→ **What you should do**: Each entry below is to be duplicated verbatim.
Start of Material provided
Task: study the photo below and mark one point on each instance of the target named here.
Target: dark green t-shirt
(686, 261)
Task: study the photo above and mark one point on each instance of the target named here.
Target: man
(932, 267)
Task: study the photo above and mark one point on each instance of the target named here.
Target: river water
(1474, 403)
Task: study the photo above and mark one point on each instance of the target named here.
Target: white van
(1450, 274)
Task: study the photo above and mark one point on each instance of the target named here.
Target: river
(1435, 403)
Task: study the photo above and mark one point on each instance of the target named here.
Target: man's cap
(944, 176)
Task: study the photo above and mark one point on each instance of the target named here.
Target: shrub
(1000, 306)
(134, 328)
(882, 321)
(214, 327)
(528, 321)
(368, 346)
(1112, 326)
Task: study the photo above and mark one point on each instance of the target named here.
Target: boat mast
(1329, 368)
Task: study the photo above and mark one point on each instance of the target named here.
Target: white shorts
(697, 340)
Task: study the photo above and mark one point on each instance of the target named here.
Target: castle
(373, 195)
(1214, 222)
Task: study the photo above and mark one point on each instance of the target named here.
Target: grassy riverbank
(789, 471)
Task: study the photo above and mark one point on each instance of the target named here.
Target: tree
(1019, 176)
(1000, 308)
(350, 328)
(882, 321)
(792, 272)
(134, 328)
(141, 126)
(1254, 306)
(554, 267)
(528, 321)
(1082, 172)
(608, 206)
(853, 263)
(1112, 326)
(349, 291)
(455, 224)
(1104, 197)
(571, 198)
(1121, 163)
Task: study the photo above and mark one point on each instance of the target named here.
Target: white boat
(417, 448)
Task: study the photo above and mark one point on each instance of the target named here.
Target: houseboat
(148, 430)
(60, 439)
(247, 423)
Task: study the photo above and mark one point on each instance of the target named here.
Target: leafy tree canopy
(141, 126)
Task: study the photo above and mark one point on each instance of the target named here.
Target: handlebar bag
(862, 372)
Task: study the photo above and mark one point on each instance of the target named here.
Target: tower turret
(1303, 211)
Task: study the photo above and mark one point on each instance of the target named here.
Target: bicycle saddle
End of Material provided
→ **Reply to the exercise**:
Task: study the photo below and mark one point on each instance of the target named here.
Target: dark green t-shirt
(686, 261)
Task: study the photo above and mark one point on each instance of the target named here.
Target: man
(932, 267)
Task: study the photo above and mark one point on each instance of the target named here.
Target: river water
(1474, 403)
Task: study the photo above and mark one point on each instance of the target named here.
Target: white van
(1450, 274)
Task: study the photo above and mark one point on each instance of the target named here.
Target: river
(1435, 403)
Task: study the photo above and mark one point on each instance of the target named here.
Target: man's cap
(944, 176)
Task: study the photo above and mark one point on each instance of the target named here.
Target: shrub
(1000, 306)
(134, 328)
(882, 321)
(214, 327)
(528, 321)
(368, 346)
(1112, 326)
Task: study the photo above and mark one point on each instance of the target named here.
Target: boat mast
(1329, 368)
Task: study the photo above and mark one point on each instance of the target named here.
Target: white shorts
(697, 340)
Task: study the photo above and mark one point on each instance of the target named here.
Target: castle
(373, 195)
(1214, 222)
Task: study the photo above and mark one point on each instance of the target named here.
Target: grassy riverbank
(789, 471)
Task: study the photo above and mark one point on each instance of the target named here.
Target: tree
(1019, 176)
(1000, 308)
(350, 328)
(882, 321)
(792, 272)
(134, 328)
(141, 126)
(1254, 306)
(554, 267)
(528, 321)
(1082, 172)
(608, 206)
(853, 263)
(1112, 326)
(349, 291)
(455, 224)
(1104, 197)
(571, 198)
(1121, 163)
Task: study the photo above and mark one point on each instance of the target named here.
Target: white boat
(417, 448)
Task: study the photo above and mark one point on each instance of the target named here.
Target: houseboat
(148, 430)
(60, 439)
(247, 423)
Task: study the photo above and mark one point on each instance of the target named here.
Target: leafy tree canopy
(141, 126)
Task: study the photo above and mark one point on each instance of the target named here.
Target: handlebar bag
(862, 372)
Task: study the photo above and mark one point on each instance of the target named here.
Target: tower turret
(1303, 211)
Task: study the photo above and mark one point on each instance of the target named here.
Target: bicycle saddle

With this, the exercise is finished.